■ **WHAT TO DO**
Search the records for the word "tower" and copy each line in which it appears.

■ **DATA UNDER STUDY**
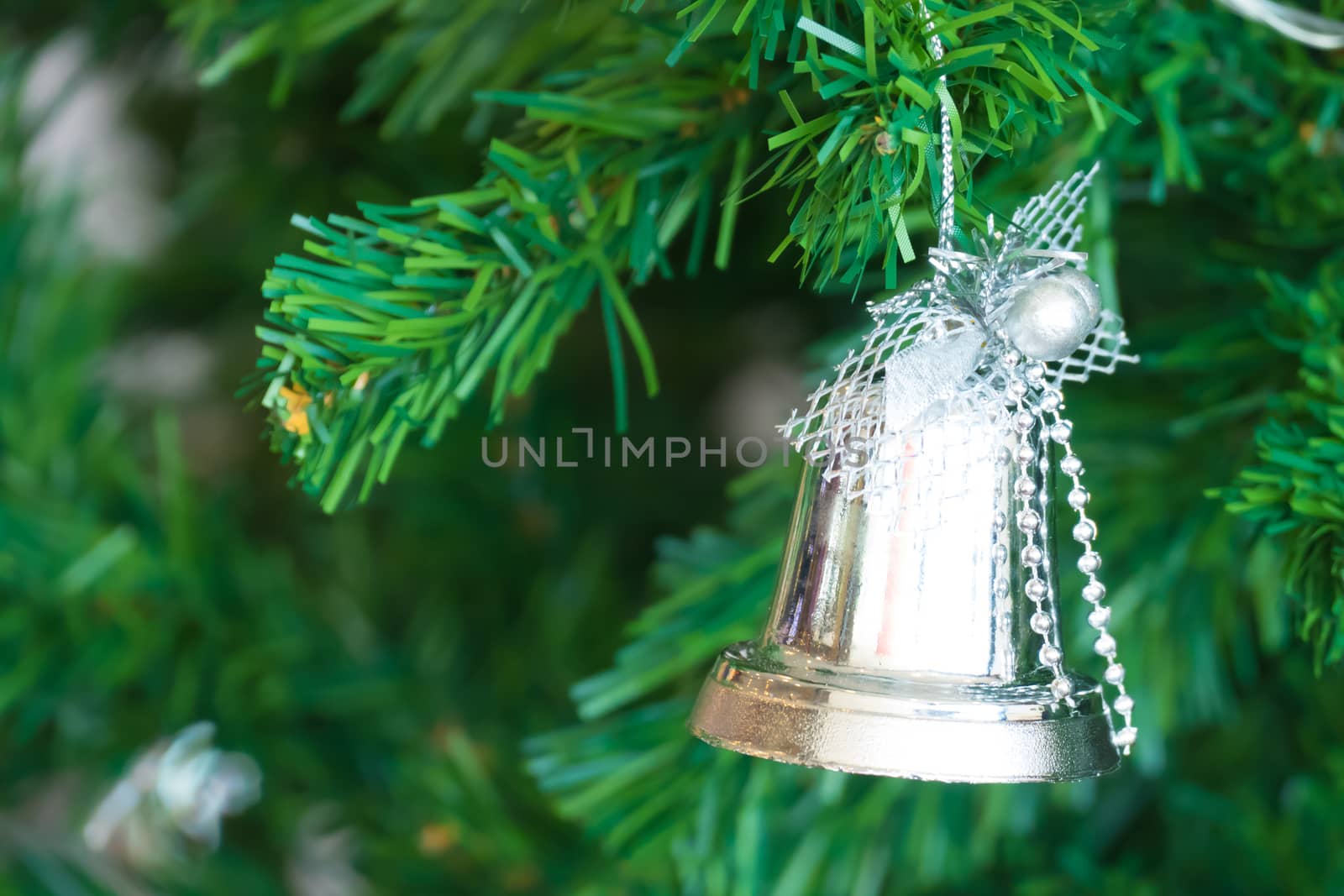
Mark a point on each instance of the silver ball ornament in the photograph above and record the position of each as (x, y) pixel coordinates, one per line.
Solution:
(1086, 288)
(1050, 317)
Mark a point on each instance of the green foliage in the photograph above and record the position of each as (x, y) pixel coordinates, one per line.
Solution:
(407, 673)
(403, 312)
(412, 307)
(429, 56)
(1297, 490)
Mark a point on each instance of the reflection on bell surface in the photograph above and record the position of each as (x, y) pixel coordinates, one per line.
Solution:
(900, 641)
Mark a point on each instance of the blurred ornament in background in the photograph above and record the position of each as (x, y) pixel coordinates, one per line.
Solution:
(916, 625)
(175, 795)
(323, 862)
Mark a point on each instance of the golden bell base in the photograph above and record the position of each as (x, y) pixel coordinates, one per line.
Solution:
(902, 727)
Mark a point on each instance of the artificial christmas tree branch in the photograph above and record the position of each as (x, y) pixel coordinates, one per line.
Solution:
(409, 308)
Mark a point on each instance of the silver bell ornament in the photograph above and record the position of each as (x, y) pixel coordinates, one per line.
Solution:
(916, 625)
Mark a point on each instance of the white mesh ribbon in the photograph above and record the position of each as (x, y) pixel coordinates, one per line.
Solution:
(937, 351)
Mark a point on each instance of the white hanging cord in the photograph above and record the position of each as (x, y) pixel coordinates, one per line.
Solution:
(1297, 24)
(947, 214)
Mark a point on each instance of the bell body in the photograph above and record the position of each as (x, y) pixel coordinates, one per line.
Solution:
(900, 640)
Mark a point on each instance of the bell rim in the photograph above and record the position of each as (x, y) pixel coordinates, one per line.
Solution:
(776, 715)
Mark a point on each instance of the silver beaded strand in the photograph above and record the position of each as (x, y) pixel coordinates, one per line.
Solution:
(1085, 532)
(1030, 520)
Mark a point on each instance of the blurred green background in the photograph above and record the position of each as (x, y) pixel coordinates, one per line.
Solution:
(417, 694)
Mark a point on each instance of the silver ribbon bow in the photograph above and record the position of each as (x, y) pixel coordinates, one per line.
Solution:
(938, 348)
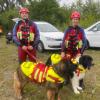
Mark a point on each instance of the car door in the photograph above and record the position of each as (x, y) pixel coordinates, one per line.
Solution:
(94, 36)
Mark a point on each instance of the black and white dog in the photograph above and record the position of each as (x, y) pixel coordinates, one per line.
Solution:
(75, 71)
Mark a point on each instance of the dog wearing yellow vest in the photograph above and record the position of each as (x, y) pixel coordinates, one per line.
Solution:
(53, 75)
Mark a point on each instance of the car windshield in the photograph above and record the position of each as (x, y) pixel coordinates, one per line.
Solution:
(46, 28)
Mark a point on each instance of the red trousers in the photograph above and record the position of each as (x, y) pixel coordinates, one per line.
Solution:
(22, 55)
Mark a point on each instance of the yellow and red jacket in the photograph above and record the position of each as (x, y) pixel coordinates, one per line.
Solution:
(40, 73)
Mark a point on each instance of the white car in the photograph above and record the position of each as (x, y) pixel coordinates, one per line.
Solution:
(93, 35)
(50, 37)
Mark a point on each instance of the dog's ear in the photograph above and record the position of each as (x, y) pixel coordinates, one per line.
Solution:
(48, 62)
(86, 61)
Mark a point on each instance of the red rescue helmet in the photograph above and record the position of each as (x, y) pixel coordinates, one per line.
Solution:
(75, 14)
(24, 10)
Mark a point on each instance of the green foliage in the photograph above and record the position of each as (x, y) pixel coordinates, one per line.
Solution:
(6, 19)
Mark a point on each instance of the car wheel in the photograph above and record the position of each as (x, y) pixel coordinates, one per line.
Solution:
(88, 45)
(40, 47)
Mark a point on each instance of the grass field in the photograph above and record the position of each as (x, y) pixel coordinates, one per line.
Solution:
(9, 63)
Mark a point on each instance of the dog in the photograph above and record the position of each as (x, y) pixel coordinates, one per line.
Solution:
(77, 71)
(53, 76)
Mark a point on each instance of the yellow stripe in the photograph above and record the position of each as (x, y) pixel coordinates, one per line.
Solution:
(36, 73)
(40, 77)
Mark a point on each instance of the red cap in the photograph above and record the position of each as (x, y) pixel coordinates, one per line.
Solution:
(75, 14)
(24, 10)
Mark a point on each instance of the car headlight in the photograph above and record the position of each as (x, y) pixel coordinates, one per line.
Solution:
(50, 39)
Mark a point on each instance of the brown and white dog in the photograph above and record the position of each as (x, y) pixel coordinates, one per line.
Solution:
(77, 71)
(65, 71)
(53, 83)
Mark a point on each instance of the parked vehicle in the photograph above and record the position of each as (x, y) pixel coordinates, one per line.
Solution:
(93, 35)
(50, 37)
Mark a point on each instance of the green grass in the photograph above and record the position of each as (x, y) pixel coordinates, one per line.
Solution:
(9, 63)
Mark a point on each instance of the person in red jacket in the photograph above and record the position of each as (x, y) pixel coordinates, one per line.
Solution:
(26, 36)
(74, 41)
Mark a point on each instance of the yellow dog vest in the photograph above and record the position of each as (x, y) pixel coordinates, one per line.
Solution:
(40, 73)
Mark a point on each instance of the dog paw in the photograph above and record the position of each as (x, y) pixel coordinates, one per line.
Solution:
(79, 88)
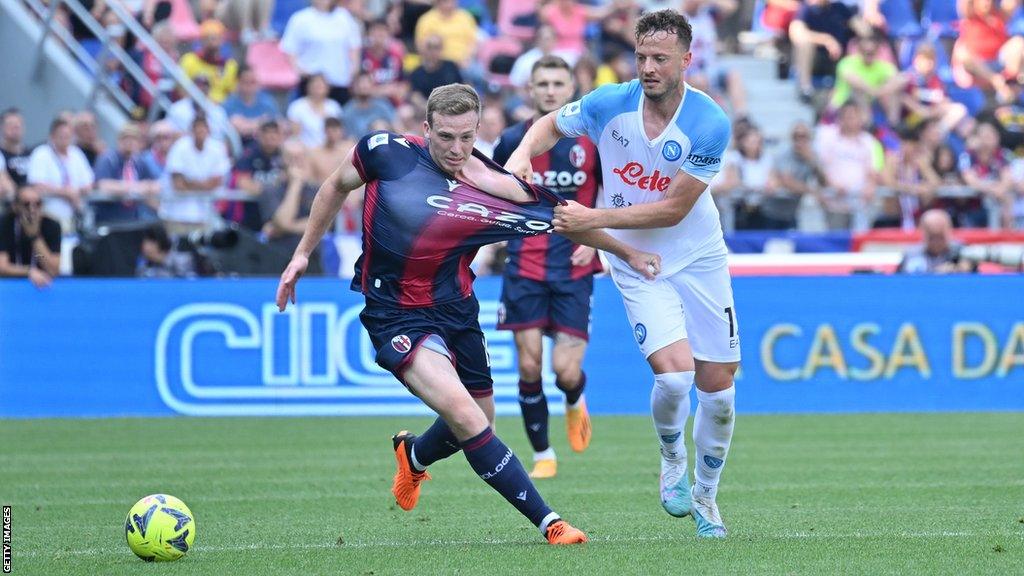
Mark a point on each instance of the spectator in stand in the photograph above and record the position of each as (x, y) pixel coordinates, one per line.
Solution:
(126, 174)
(911, 181)
(60, 172)
(185, 110)
(569, 18)
(544, 45)
(308, 113)
(799, 175)
(30, 242)
(617, 28)
(748, 178)
(851, 159)
(249, 108)
(158, 258)
(492, 124)
(251, 18)
(382, 59)
(365, 109)
(984, 53)
(938, 253)
(924, 94)
(163, 33)
(87, 136)
(706, 73)
(198, 166)
(260, 168)
(211, 62)
(325, 40)
(7, 187)
(326, 159)
(290, 205)
(865, 77)
(984, 167)
(162, 137)
(455, 26)
(12, 146)
(819, 34)
(432, 72)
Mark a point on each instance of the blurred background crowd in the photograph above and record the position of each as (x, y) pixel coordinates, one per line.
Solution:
(912, 105)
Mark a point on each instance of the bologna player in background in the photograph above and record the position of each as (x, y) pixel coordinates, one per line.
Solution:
(549, 280)
(430, 204)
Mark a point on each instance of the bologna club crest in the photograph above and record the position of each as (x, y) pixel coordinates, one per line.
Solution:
(401, 343)
(578, 156)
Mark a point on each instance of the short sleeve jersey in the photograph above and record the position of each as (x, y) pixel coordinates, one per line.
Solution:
(637, 169)
(421, 228)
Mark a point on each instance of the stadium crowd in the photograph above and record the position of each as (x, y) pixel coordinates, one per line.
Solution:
(919, 105)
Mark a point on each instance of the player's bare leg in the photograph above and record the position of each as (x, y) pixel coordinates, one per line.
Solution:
(432, 377)
(566, 359)
(713, 426)
(532, 402)
(670, 406)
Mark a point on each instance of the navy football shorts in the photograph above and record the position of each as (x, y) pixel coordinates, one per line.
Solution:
(561, 305)
(452, 329)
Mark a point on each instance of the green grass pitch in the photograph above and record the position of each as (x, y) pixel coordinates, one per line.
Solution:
(830, 494)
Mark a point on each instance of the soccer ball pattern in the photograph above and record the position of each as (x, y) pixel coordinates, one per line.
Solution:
(160, 528)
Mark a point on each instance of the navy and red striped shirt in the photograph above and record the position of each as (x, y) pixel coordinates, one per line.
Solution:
(421, 228)
(572, 169)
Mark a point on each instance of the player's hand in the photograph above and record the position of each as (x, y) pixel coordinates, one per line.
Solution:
(289, 278)
(583, 255)
(520, 166)
(645, 263)
(574, 217)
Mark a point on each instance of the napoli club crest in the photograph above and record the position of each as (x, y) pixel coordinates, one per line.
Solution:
(401, 343)
(578, 156)
(672, 151)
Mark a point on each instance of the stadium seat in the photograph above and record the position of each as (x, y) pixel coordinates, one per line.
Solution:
(900, 18)
(940, 17)
(283, 10)
(272, 69)
(183, 21)
(508, 11)
(494, 47)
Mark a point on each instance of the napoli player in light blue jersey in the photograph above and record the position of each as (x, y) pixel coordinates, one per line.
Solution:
(660, 144)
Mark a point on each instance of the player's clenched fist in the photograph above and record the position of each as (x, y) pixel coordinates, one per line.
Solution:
(289, 278)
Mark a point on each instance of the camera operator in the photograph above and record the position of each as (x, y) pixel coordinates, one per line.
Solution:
(30, 242)
(939, 253)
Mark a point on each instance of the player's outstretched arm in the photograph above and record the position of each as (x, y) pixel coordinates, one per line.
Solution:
(326, 205)
(541, 137)
(644, 263)
(679, 200)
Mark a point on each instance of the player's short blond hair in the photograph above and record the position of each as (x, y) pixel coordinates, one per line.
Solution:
(452, 99)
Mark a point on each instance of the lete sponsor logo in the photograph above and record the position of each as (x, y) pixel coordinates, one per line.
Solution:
(635, 174)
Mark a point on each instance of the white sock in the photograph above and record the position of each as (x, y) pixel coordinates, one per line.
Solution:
(712, 435)
(670, 405)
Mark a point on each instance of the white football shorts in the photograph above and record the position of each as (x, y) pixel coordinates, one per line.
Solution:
(695, 303)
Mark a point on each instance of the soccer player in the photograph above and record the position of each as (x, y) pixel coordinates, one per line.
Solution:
(548, 280)
(660, 144)
(430, 203)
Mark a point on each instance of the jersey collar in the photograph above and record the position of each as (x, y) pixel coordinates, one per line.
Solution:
(665, 132)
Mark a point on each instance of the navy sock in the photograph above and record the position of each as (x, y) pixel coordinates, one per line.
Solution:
(572, 396)
(496, 463)
(435, 444)
(535, 414)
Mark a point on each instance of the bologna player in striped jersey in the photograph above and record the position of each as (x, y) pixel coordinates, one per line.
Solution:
(549, 280)
(430, 204)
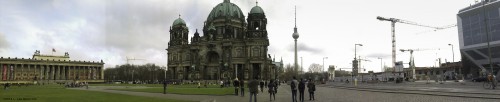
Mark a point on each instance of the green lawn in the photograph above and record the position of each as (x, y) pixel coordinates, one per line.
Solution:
(158, 85)
(189, 91)
(56, 93)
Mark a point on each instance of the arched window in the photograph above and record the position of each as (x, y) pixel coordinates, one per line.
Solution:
(256, 25)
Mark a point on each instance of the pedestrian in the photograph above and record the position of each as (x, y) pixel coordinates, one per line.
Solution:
(242, 88)
(165, 87)
(311, 88)
(492, 79)
(253, 87)
(205, 84)
(262, 86)
(302, 86)
(221, 84)
(5, 86)
(236, 85)
(272, 90)
(265, 83)
(293, 86)
(276, 82)
(199, 84)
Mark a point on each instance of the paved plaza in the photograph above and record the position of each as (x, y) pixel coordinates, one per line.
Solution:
(334, 92)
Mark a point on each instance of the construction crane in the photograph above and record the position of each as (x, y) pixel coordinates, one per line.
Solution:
(412, 60)
(393, 24)
(131, 59)
(441, 28)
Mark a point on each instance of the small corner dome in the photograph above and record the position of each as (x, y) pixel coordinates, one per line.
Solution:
(179, 21)
(256, 9)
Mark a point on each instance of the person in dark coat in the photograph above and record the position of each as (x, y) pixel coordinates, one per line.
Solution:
(293, 86)
(253, 87)
(242, 88)
(236, 85)
(262, 86)
(164, 87)
(302, 87)
(311, 88)
(272, 90)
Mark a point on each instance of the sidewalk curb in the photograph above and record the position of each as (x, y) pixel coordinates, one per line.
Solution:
(420, 92)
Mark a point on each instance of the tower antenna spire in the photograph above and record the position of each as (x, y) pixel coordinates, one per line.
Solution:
(295, 16)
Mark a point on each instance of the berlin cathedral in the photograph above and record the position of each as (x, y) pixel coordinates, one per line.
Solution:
(231, 47)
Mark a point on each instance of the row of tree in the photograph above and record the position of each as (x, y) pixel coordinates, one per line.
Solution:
(148, 73)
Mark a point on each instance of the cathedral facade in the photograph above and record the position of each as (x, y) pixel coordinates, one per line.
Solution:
(232, 46)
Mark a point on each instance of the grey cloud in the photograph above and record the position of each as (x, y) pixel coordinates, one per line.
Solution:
(377, 55)
(305, 48)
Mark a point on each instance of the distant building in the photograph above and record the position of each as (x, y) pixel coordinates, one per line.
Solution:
(49, 68)
(331, 72)
(473, 39)
(231, 46)
(448, 71)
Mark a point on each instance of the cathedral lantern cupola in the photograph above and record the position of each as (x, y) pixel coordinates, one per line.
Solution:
(178, 33)
(257, 22)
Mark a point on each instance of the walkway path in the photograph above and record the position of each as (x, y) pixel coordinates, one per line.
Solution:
(283, 95)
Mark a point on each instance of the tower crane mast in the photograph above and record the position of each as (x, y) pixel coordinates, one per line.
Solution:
(393, 35)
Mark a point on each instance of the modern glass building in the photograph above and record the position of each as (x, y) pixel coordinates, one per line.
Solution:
(476, 24)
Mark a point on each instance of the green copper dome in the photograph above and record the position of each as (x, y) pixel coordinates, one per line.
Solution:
(179, 21)
(226, 9)
(256, 9)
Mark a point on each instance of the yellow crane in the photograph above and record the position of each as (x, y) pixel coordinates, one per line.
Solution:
(393, 24)
(412, 60)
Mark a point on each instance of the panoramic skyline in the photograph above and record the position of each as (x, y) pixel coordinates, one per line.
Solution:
(115, 29)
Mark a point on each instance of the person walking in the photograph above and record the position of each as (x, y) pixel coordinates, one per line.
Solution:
(302, 87)
(261, 86)
(311, 88)
(236, 85)
(221, 84)
(272, 90)
(492, 79)
(253, 87)
(165, 87)
(293, 86)
(242, 88)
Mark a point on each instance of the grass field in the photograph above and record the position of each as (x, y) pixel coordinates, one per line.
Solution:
(187, 91)
(57, 93)
(158, 85)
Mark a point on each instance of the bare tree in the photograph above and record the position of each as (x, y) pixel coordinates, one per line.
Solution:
(315, 68)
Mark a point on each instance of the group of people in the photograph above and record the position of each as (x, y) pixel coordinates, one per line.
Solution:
(253, 87)
(301, 87)
(272, 86)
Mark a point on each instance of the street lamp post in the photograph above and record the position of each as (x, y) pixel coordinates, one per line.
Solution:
(165, 77)
(381, 66)
(323, 66)
(356, 66)
(225, 67)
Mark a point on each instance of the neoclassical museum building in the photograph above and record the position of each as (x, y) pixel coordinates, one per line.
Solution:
(231, 46)
(49, 69)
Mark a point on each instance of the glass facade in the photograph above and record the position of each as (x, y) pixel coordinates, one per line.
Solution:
(473, 24)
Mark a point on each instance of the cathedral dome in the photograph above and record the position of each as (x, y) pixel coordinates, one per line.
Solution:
(179, 21)
(256, 9)
(226, 9)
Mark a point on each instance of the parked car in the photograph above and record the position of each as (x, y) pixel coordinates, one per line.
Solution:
(479, 79)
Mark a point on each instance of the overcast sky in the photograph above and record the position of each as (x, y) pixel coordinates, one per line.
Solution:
(111, 30)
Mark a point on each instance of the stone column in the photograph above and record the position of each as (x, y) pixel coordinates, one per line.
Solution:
(65, 70)
(56, 72)
(102, 72)
(13, 72)
(1, 72)
(68, 77)
(89, 73)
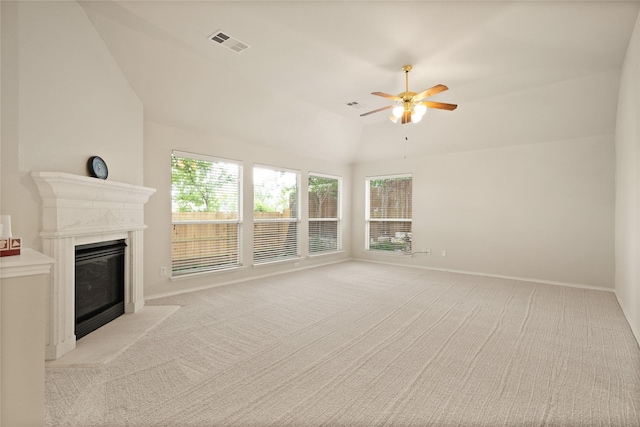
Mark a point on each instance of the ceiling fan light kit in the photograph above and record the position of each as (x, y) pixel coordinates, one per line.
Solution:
(410, 106)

■ **ANSWER SECTION**
Mark a point on each instance of the tower antenna spire in the photograph above and record the position of each as (x, y) pixel coordinates, one per line.
Mark a point on each instance of the tower crane mast in the photograph above and record the position of each as (x, y) pixel coordinates, one per line.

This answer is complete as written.